- **Instruction a**
In the Alles wird gut text, give the stretch from "from the album 125" through "Peter Paul Rubens." again, substituting "artwork" for "painting".

-- start of Extracted text --

Single by Die Toten Hosen

from the album 125 Jahre die Toten Hosen: Auf dem Kreuzzug ins Glück
- Released: 1990
- Genre: Punk rock
- Length: 3:36
- Label: Virgin Records
- Songwriters: Andreas Frege Andreas von Holst

Die Toten Hosen singles chronology
| "1000 gute Gründe" (1989) | "Alles wird gut" (1990) | "Azzurro" (1990) |

= Alles wird gut =

"Alles wird gut" (All will be well) is a song by Die Toten Hosen. It's the first single and the second track from the album Auf dem Kreuzzug ins Glück. The cover of the single is based on a detail from the painting "The Crucifixion" by Peter Paul Rubens.

-- end of Extracted text --
-- start of Extracted records --

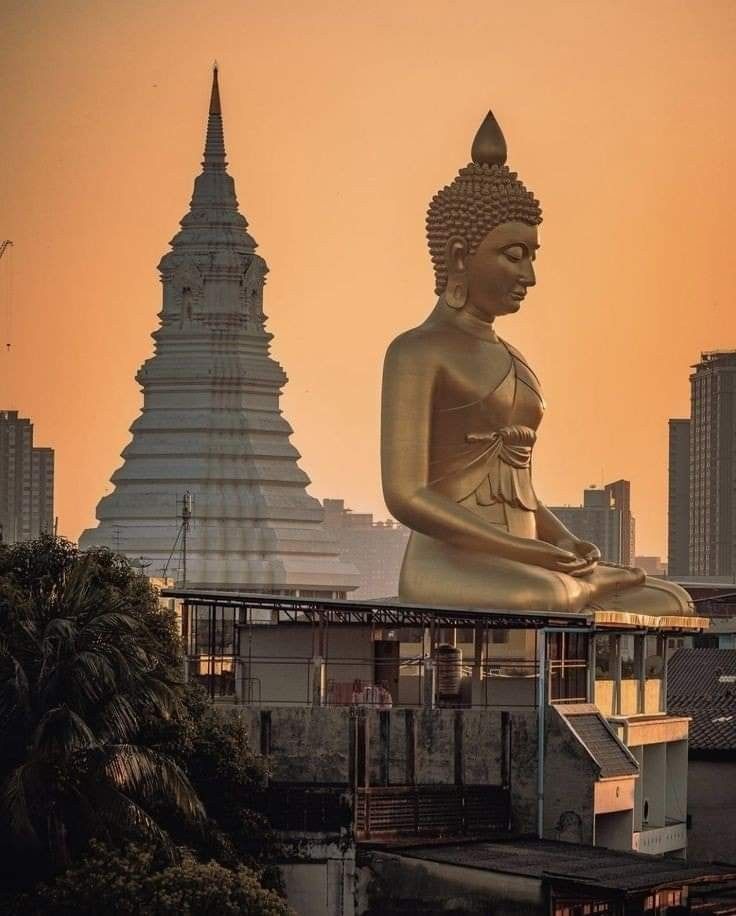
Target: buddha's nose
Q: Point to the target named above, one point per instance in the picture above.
(528, 277)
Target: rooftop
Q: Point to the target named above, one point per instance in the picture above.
(607, 869)
(702, 684)
(302, 610)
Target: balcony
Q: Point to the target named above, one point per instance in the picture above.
(659, 840)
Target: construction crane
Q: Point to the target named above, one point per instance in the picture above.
(4, 245)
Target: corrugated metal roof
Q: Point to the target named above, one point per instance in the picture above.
(601, 743)
(701, 683)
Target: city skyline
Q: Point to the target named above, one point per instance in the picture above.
(103, 131)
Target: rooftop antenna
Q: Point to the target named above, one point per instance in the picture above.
(182, 534)
(4, 245)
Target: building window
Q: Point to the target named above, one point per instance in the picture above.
(568, 667)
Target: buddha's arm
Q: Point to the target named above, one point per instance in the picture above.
(551, 529)
(409, 379)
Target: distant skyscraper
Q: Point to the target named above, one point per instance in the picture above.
(620, 492)
(605, 519)
(211, 439)
(678, 516)
(376, 549)
(26, 481)
(713, 465)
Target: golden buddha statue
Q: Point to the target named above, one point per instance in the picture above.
(460, 413)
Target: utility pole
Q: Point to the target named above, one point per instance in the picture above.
(186, 515)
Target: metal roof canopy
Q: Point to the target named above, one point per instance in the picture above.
(384, 613)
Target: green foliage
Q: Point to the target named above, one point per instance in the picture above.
(212, 748)
(107, 759)
(131, 882)
(86, 658)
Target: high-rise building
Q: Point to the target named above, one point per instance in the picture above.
(376, 549)
(210, 492)
(26, 481)
(620, 492)
(713, 464)
(605, 519)
(678, 515)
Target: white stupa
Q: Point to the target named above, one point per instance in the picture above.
(211, 426)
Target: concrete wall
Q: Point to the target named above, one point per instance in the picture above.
(276, 661)
(406, 746)
(712, 808)
(324, 886)
(308, 744)
(569, 784)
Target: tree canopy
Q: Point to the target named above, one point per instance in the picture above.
(103, 742)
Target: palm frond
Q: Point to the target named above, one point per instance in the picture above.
(14, 801)
(60, 733)
(153, 776)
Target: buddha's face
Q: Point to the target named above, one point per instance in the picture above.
(500, 271)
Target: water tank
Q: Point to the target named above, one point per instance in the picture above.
(449, 670)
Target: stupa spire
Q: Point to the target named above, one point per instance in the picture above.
(214, 147)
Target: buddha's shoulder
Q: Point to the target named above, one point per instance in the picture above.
(422, 342)
(515, 352)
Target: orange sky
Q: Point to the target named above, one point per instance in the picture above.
(341, 121)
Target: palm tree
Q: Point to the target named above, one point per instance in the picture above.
(81, 669)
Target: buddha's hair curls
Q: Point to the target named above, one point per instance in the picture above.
(482, 197)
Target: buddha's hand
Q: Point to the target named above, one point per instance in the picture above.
(556, 558)
(583, 549)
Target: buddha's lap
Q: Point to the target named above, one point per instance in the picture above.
(435, 572)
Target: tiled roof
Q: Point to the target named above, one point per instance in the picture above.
(605, 868)
(701, 683)
(601, 743)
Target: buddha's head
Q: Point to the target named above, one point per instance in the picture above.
(482, 232)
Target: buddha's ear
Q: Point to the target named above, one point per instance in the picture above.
(456, 254)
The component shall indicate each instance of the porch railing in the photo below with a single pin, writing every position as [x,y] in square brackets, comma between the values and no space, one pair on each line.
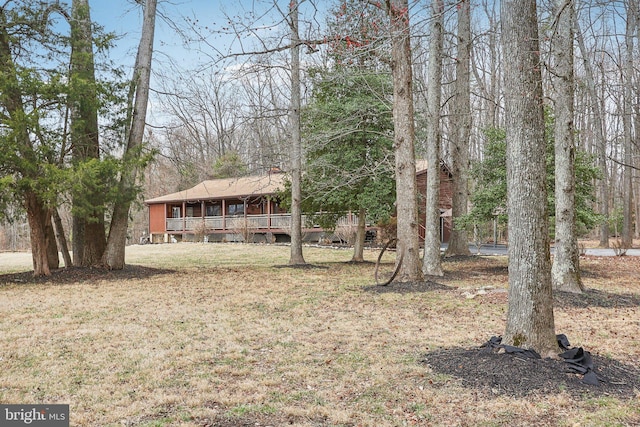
[259,222]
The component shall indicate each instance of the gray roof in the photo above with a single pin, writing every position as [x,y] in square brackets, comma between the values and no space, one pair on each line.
[226,188]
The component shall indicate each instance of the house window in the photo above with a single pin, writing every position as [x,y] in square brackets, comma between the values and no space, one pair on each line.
[236,209]
[213,210]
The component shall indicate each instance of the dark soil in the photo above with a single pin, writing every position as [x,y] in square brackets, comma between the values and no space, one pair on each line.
[302,266]
[83,275]
[595,298]
[511,375]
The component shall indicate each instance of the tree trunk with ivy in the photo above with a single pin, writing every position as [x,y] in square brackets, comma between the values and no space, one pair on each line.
[566,261]
[432,263]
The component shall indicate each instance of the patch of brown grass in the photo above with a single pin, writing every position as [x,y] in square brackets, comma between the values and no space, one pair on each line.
[229,339]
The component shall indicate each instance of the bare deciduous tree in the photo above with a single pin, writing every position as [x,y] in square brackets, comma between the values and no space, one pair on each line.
[530,321]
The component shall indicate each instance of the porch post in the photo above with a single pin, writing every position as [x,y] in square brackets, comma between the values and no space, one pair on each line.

-- end of Extracted records --

- **Instruction b**
Reproduce the entries from the line containing "The component shall indicate each instance of the patch" through the end of the entries, keeping every line of wording and adding -114 to each coordinate value in the answers.

- **Correct answer a**
from the album 125 Jahre die Toten Hosen: Auf dem Kreuzzug ins Glück
- Released: 1990
- Genre: Punk rock
- Length: 3:36
- Label: Virgin Records
- Songwriters: Andreas Frege Andreas von Holst

Die Toten Hosen singles chronology
| "1000 gute Gründe" (1989) | "Alles wird gut" (1990) | "Azzurro" (1990) |

= Alles wird gut =

"Alles wird gut" (All will be well) is a song by Die Toten Hosen. It's the first single and the second track from the album Auf dem Kreuzzug ins Glück. The cover of the single is based on a detail from the artwork "The Crucifixion" by Peter Paul Rubens.

- **Correct answer b**
The component shall indicate each instance of the patch of brown grass in the photo above with a single pin, writing every position as [x,y] in square brackets, comma between the values and no space, one pair on each line.
[115,225]
The component shall indicate each instance of the bare deciduous tree in the photo above with a single pin, writing every position as [x,y] in square brackets, comma between the values and no space, one pair on each line.
[416,207]
The component shall indicate each instance of the porch post in the photo above with a single pin, writing every position as [x,y] in square brackets, comma between the values and no space, one pair on each line.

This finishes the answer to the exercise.